*TEXT PASSAGE:*
[Start of Attachment]

Speaking to a celebrity studded fundraiser for the Democratic National Committee in Beverly Hills last night, President Barack Obama humbly proclaimed he “would put these first four months up against any prior administration since FDR.” Actually, let’s do that. Since taking office, President Obama has:
- Continued to fast-track government control of health care with a $33 billion expansion of the State Children’s Health Insurance Program (SCHIP) which isn’t even limited to children and only worsened our nation’s health spending problem.
- Pushed through a $787 billion stimulus bill that essentially federalized the construction and renovation of public schools, began subsidizing health insurance for unemployed Americans regardless of income, create more than 30 new federal programs, effectively abolished the hugely successful 1996 welfare reform; and created a trillions dollars of new debt, to be dumped into the laps of our children and grandchildren.

[End of Attachment]

Natural-language object grounding records:
[Start of Attachment]

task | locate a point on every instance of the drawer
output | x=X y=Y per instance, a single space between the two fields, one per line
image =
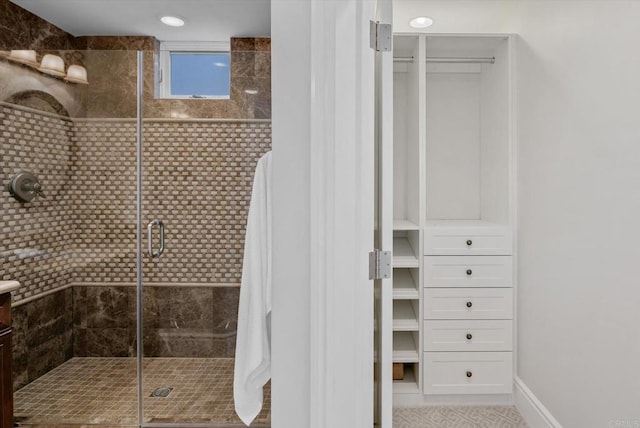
x=459 y=241
x=468 y=372
x=468 y=271
x=468 y=335
x=468 y=303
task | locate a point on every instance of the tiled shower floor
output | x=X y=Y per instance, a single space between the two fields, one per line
x=104 y=390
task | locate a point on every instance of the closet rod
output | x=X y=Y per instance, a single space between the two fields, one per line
x=455 y=60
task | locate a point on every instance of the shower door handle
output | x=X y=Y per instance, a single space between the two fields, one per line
x=153 y=253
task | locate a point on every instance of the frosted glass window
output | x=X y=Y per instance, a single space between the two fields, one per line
x=200 y=74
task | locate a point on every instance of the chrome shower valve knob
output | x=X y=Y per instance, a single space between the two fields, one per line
x=24 y=186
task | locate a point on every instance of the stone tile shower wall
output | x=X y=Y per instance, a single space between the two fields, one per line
x=197 y=179
x=74 y=251
x=37 y=238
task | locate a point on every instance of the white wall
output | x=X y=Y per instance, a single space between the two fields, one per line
x=578 y=88
x=291 y=82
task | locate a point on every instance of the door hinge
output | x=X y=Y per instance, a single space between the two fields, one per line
x=380 y=37
x=379 y=264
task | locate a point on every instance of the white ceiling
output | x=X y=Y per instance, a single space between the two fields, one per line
x=206 y=20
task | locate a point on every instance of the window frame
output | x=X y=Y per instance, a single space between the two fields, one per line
x=164 y=65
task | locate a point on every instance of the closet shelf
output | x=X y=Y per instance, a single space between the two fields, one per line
x=464 y=223
x=405 y=349
x=404 y=224
x=403 y=254
x=404 y=316
x=404 y=286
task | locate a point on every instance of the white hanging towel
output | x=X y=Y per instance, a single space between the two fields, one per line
x=253 y=344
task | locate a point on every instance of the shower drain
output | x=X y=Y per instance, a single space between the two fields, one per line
x=161 y=392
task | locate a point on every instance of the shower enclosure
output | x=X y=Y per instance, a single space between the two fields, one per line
x=130 y=261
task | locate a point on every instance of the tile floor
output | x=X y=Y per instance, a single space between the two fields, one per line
x=103 y=391
x=458 y=417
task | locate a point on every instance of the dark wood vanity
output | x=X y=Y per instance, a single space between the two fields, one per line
x=6 y=383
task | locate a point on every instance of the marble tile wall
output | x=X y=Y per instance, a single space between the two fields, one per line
x=113 y=94
x=42 y=336
x=198 y=179
x=177 y=321
x=20 y=29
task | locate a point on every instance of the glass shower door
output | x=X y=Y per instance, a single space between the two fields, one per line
x=197 y=174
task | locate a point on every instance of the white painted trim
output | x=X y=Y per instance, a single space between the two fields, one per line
x=196 y=46
x=341 y=214
x=532 y=409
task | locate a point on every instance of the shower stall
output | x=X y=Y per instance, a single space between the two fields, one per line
x=130 y=258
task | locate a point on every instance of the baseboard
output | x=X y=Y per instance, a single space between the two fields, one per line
x=420 y=400
x=531 y=409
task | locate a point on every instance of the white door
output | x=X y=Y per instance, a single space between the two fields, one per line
x=383 y=238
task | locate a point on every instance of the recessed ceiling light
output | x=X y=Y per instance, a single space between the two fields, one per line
x=172 y=21
x=421 y=22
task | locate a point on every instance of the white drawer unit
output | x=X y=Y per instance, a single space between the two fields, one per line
x=468 y=335
x=475 y=240
x=468 y=372
x=468 y=303
x=468 y=271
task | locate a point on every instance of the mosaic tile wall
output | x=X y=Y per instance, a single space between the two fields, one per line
x=36 y=238
x=197 y=180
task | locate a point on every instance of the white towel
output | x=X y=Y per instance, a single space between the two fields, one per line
x=253 y=344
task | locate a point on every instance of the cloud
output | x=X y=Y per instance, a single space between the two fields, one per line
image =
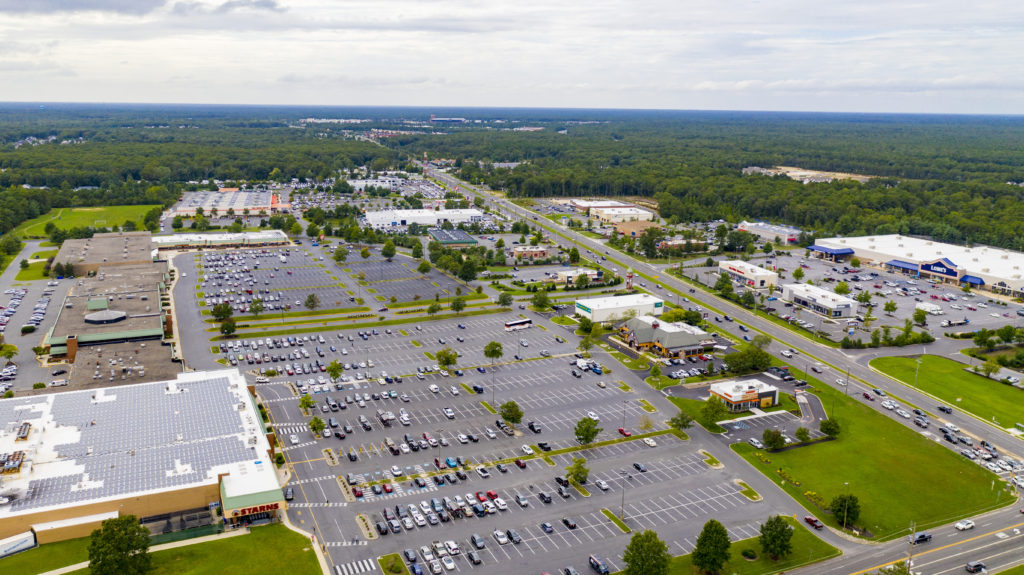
x=48 y=6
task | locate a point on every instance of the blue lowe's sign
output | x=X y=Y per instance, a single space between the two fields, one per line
x=941 y=267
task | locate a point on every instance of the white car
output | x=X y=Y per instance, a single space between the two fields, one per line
x=964 y=525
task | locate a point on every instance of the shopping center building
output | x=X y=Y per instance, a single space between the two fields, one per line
x=73 y=459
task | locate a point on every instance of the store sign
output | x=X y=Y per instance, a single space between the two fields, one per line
x=256 y=510
x=939 y=268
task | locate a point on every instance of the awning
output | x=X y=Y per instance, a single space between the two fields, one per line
x=833 y=251
x=902 y=265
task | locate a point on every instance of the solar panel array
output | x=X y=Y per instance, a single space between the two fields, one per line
x=145 y=440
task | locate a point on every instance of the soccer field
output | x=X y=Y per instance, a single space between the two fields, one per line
x=79 y=217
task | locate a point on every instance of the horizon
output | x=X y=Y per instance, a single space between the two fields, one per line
x=792 y=55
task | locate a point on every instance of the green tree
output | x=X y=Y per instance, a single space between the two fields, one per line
x=120 y=546
x=829 y=428
x=846 y=509
x=316 y=426
x=334 y=369
x=714 y=410
x=920 y=316
x=586 y=431
x=712 y=549
x=221 y=311
x=681 y=421
x=511 y=412
x=458 y=304
x=775 y=537
x=445 y=358
x=541 y=301
x=256 y=307
x=890 y=307
x=578 y=472
x=646 y=555
x=312 y=302
x=803 y=435
x=468 y=271
x=772 y=439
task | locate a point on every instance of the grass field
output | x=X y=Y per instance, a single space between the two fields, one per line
x=898 y=474
x=66 y=218
x=806 y=549
x=34 y=271
x=47 y=558
x=946 y=379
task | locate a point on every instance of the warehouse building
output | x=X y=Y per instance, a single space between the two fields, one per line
x=818 y=300
x=122 y=248
x=750 y=274
x=260 y=238
x=646 y=333
x=195 y=443
x=616 y=215
x=430 y=218
x=771 y=232
x=616 y=307
x=979 y=267
x=743 y=395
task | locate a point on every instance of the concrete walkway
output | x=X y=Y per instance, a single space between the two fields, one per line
x=224 y=535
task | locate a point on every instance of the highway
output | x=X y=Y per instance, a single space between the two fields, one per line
x=996 y=539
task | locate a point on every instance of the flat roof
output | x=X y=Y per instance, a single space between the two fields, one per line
x=113 y=443
x=621 y=301
x=744 y=267
x=125 y=247
x=980 y=261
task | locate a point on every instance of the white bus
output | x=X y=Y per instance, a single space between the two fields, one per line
x=517 y=324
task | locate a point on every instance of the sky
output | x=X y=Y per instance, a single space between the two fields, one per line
x=938 y=56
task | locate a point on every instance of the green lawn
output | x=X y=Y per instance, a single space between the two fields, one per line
x=47 y=558
x=66 y=218
x=946 y=379
x=806 y=549
x=899 y=475
x=33 y=272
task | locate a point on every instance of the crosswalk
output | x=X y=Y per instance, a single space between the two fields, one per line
x=355 y=567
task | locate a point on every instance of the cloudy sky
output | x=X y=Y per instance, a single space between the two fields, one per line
x=846 y=55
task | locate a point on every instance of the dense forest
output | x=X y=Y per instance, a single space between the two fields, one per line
x=942 y=176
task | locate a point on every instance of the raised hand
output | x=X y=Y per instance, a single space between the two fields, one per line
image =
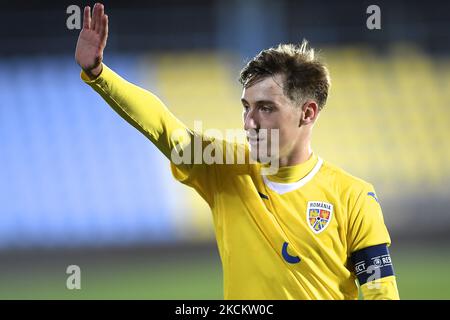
x=92 y=40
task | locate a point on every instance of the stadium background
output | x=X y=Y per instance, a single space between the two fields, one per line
x=79 y=186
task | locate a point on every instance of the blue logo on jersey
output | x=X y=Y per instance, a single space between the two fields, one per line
x=372 y=194
x=287 y=256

[End of Attachment]

*WORK TASK 1:* Output the passage on President Obama's first four months, everything from "- Pushed through" down to "children and grandchildren.".
*WORK TASK 2:* Pick up the piece on President Obama's first four months in office and continue it from its last sentence.
The listing has no connection to the text about President Obama's first months in office.

*ANSWER SPACE 1:*
- Pushed through a $787 billion stimulus bill that essentially federalized the construction and renovation of public schools, began subsidizing health insurance for unemployed Americans regardless of income, create more than 30 new federal programs, effectively abolished the hugely successful 1996 welfare reform; and created a trillions dollars of new debt, to be dumped into the laps of our children and grandchildren.

*ANSWER SPACE 2:*
- Passed an Omnibus spending bill that raised discretionary spending by 8%, contained 9,287 pork projects costing $13 billion, and spent $123 billion on programs for which government auditors can find no evidence of success.
- Used the $700 billion TARP slush fund to effectively nationalize General Motors, turn Chrysler over to the United Auto Workers union, and strong arm the nation’s banks into accepting taxpayer money and government control they did not want.
Near the end of his Beverly Hills remarks to the Hollywood elite, Obama promised, “Los Angeles, you ain’t seen nothing yet.” Unfortunately President Obama may be right again. His upcoming agenda includes a trillion dollar energy tax, the stealth nationalization of the health care industry, and an economy killing rewrite of our nation’s labor laws.
There is an alternative. Instead of sentencing the American people to higher taxes and economic stagnation, we must rein in federal spending. Heritage fellow Brian Riedl outlines how:
First, stop digging: no more unaffordable government expansions. Then, grab the low-hanging fruit, such as $17 billion spent annually on earmarks, $25 billion spent on unused federal property, and $123 billion spent on programs for which government auditors can find no evidence of success.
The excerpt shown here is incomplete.